Items listed in a dataset:
********
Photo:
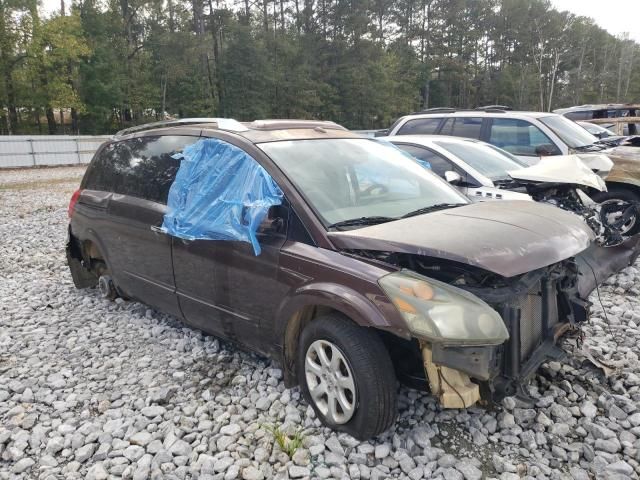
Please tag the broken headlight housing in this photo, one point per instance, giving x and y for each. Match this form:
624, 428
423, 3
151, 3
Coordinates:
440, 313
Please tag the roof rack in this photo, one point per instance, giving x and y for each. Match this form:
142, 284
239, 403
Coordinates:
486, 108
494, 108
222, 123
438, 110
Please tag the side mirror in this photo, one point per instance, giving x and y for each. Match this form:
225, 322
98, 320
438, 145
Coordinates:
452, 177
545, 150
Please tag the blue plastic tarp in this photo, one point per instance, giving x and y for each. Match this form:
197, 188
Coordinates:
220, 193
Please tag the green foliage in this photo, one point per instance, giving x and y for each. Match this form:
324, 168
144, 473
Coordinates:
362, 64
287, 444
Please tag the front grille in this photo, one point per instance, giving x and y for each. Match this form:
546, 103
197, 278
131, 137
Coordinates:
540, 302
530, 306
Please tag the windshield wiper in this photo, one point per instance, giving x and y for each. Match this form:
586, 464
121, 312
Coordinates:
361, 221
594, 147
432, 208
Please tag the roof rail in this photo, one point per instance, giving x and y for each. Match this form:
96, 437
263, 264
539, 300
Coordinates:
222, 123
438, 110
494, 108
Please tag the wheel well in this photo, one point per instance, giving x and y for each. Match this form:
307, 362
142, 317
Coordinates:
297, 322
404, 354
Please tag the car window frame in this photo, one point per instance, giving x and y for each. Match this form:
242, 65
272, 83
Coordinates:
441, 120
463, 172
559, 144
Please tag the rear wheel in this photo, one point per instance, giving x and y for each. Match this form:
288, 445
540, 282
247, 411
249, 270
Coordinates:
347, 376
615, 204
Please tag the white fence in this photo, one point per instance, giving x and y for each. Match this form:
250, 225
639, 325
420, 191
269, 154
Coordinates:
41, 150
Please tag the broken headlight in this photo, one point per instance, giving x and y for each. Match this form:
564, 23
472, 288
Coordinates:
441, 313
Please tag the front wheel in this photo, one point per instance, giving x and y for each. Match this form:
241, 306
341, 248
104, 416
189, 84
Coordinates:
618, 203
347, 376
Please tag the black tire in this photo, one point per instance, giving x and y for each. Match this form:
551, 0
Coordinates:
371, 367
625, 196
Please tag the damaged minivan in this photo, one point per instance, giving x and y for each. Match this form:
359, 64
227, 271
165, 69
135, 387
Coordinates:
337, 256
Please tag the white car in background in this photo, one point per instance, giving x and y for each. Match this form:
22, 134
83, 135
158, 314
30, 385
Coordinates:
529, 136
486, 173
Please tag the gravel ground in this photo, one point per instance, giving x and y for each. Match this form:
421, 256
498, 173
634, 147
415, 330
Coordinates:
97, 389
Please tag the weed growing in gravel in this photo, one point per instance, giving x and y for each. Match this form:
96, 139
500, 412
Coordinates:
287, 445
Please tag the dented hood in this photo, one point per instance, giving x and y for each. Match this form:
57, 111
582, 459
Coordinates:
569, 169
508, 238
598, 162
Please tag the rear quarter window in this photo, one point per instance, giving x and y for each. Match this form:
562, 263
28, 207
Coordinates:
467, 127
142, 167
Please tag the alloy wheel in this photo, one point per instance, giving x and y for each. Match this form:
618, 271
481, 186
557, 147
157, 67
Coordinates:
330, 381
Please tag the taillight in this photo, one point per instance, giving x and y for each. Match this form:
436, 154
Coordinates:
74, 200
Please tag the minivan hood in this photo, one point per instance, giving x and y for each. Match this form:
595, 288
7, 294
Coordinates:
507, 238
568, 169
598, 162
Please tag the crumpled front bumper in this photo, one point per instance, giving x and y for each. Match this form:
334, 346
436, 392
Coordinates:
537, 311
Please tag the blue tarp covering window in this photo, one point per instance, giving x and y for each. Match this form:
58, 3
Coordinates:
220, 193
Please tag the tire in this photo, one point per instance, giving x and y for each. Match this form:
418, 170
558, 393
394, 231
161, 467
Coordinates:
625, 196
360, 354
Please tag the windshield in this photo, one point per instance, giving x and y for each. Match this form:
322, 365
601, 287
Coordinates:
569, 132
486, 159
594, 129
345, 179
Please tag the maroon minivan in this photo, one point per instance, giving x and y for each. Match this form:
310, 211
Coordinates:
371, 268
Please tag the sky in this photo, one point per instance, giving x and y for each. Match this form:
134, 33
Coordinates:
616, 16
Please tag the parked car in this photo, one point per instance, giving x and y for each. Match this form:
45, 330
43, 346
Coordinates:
********
Stated task:
Recast the lines starting at the one containing "Please tag the blue tarp" and ending at the last line of the records as a JSON list of strings, one string per line, with blank lines left out.

Output of the task:
[
  "Please tag the blue tarp covering window in this photo, one point per instance, giving x and y for each. Match this form:",
  "58, 3",
  "Coordinates:",
  "220, 193",
  "Please tag the tire in this photo, one point per instance, giving x and y for each. Match this form:",
  "418, 170",
  "558, 393",
  "394, 231",
  "161, 467",
  "Coordinates:",
  "625, 196",
  "360, 354",
  "Please tag the windshield in this photo, one point per instance, giving x and y for each. Match this form:",
  "322, 365",
  "601, 287",
  "Coordinates:",
  "569, 132",
  "486, 159",
  "594, 129",
  "345, 179",
  "Please tag the maroon minivan in this photo, one point per instance, giving x and y for each. Match this form:",
  "310, 211",
  "Coordinates:",
  "371, 268",
  "Please tag the sky in this photo, one point per instance, giving x and y for each. Match this form:",
  "134, 33",
  "Coordinates:",
  "616, 16",
  "Please tag the parked car in this photo, one point per instance, giving x and y for each. Match this form:",
  "45, 330",
  "43, 346",
  "Coordinates:"
]